#### [GOAL]
Rewrite everything from the line containing "of the grassy" down to the end of the entries, including the requests, multiplying each coordinate in the answers (not in the requests or their sample outputs) by 2.25 and rounding to whole numbers with halves rounded up. Leave the pictures out.

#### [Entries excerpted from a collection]
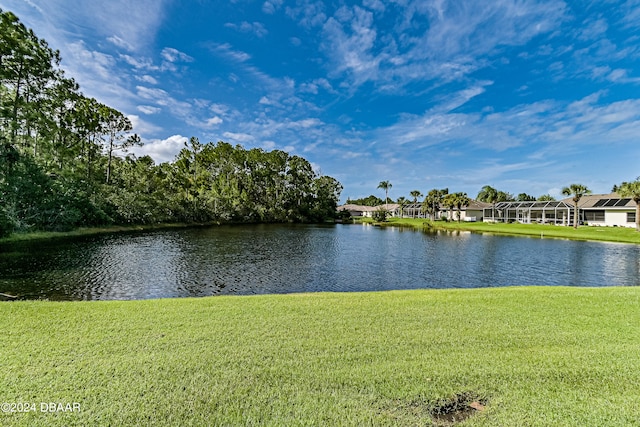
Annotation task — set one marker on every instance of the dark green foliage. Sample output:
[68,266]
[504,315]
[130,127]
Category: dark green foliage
[60,169]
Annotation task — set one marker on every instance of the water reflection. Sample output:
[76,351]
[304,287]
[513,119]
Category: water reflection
[261,259]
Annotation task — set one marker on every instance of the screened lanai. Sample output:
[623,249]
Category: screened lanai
[543,212]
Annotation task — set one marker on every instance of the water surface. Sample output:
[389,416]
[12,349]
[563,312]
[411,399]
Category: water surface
[259,259]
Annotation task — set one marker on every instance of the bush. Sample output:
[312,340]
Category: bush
[6,224]
[380,215]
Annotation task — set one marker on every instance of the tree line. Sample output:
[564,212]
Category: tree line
[436,198]
[62,164]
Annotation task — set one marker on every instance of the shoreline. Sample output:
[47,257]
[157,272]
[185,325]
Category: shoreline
[92,231]
[545,231]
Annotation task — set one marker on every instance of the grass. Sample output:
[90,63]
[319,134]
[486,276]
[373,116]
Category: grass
[608,234]
[533,356]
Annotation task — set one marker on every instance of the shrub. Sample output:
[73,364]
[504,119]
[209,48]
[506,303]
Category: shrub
[380,215]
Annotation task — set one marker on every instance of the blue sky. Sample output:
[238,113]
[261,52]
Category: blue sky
[525,96]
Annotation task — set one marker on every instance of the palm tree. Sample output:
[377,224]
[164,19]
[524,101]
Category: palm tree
[461,199]
[433,201]
[386,186]
[489,194]
[415,194]
[402,203]
[450,201]
[632,190]
[577,191]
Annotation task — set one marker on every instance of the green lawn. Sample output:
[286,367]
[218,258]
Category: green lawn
[534,356]
[609,234]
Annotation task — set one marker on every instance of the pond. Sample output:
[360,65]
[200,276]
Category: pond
[261,259]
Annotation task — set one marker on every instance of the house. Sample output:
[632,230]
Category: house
[357,210]
[539,211]
[594,209]
[472,212]
[609,210]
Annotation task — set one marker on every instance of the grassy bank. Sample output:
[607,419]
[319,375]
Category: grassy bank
[608,234]
[532,356]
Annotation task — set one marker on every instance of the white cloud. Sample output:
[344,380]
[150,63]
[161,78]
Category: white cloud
[174,55]
[147,109]
[238,137]
[161,150]
[147,79]
[213,121]
[271,6]
[256,28]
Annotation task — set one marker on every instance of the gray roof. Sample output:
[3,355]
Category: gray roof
[611,201]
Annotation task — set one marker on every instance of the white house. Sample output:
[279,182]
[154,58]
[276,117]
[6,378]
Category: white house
[608,210]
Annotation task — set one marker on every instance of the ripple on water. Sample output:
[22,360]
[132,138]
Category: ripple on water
[260,259]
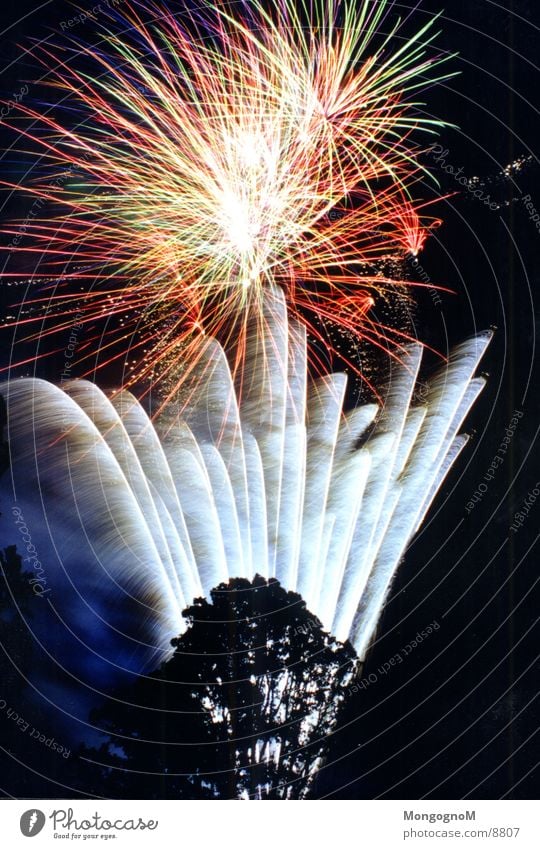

#### [REPLY]
Annotation task — set one marker on every instance of the grassy bank. Sample output:
[607,419]
[319,375]
Category: grassy bank
[1368,527]
[1197,801]
Annotation task — set one marker on every instance of the white cloud. Sample output:
[344,380]
[150,63]
[161,78]
Category: white cloud
[392,124]
[331,245]
[536,308]
[362,338]
[331,178]
[479,272]
[610,14]
[576,63]
Annotation task — set one marker on every instance of the gray roof. Sample output:
[3,355]
Category: gray roof
[1375,452]
Annotation task — set one marker on every instance of the white house. Sample output:
[279,182]
[154,58]
[276,117]
[6,378]
Category: white house
[1368,473]
Annotation task — set one marker on every instance of the ripple on water. Sample output:
[22,360]
[132,138]
Category: ripple on water
[585,583]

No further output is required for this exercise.